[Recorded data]
--------

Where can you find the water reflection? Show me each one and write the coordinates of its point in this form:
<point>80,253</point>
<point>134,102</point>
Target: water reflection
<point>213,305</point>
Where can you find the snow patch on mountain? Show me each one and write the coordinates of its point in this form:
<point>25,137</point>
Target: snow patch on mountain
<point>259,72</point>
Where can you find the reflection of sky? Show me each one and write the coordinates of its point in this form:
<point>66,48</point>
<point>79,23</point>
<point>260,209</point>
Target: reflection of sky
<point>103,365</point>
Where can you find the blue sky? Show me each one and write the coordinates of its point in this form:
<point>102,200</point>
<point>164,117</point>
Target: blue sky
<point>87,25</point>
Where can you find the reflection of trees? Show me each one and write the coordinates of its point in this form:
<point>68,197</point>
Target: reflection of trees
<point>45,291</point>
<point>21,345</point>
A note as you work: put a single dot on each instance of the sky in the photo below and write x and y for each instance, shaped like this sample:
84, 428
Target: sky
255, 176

--------

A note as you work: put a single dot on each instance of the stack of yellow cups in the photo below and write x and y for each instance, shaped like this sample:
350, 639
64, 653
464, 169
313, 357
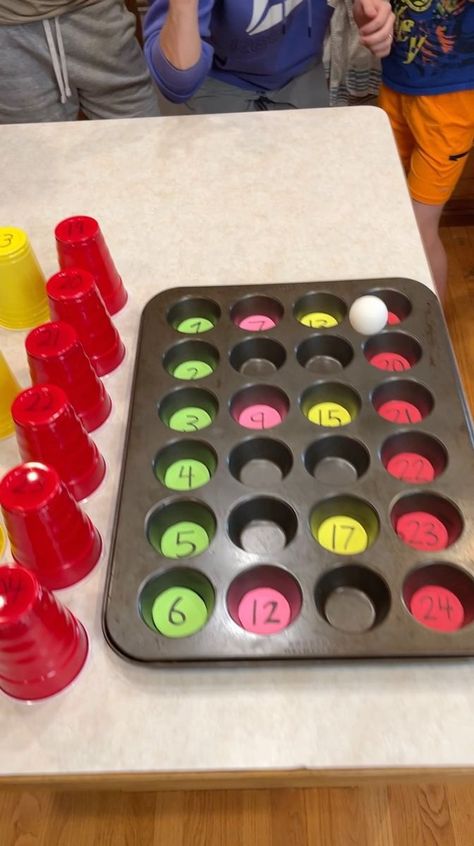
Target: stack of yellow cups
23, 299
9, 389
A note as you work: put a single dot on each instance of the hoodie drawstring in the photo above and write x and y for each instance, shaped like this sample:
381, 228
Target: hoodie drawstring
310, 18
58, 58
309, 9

--------

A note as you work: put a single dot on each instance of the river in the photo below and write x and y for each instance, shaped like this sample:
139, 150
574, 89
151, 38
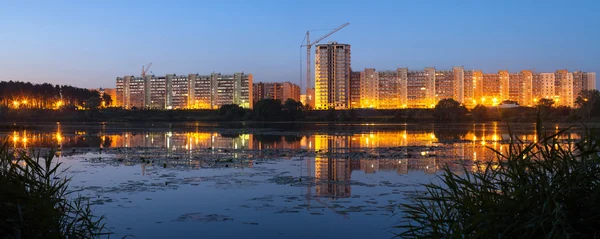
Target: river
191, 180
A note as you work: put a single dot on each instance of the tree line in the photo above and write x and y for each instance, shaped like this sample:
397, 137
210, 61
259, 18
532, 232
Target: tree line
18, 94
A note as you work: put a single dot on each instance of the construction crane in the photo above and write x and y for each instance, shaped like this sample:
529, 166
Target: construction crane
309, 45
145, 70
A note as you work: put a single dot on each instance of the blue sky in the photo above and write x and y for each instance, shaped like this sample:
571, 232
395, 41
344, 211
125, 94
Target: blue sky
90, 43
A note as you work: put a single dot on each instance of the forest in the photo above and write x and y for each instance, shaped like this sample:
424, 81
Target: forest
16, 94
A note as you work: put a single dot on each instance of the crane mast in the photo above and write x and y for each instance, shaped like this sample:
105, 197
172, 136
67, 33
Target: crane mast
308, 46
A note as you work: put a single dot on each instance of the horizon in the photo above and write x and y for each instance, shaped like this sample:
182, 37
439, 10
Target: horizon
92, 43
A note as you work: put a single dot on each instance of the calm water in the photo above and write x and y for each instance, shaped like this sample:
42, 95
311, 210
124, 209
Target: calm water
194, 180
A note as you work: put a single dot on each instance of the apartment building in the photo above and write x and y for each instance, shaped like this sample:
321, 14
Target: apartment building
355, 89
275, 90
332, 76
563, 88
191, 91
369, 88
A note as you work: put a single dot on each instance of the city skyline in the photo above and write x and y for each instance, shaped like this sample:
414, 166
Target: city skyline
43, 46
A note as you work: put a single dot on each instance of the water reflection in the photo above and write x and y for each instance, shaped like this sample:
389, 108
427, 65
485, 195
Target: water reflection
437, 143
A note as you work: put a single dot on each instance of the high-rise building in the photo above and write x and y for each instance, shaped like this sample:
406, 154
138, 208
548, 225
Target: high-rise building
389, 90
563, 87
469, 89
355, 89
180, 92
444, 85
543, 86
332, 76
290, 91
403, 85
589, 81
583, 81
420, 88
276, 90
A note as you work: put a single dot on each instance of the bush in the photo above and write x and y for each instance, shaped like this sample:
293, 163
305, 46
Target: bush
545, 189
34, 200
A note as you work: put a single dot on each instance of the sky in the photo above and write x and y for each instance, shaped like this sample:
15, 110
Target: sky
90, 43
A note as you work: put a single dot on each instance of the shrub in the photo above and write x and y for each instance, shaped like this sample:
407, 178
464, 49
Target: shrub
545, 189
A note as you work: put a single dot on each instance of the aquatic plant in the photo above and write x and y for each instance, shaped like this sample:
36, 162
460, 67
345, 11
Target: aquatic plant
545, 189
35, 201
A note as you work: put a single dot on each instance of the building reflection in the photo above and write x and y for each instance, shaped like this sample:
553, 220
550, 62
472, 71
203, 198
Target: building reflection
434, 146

--------

[WHAT IS EXPECTED] How many lines above contain the word "form"? Answer with the number alone.

[YOUR RESPONSE] 5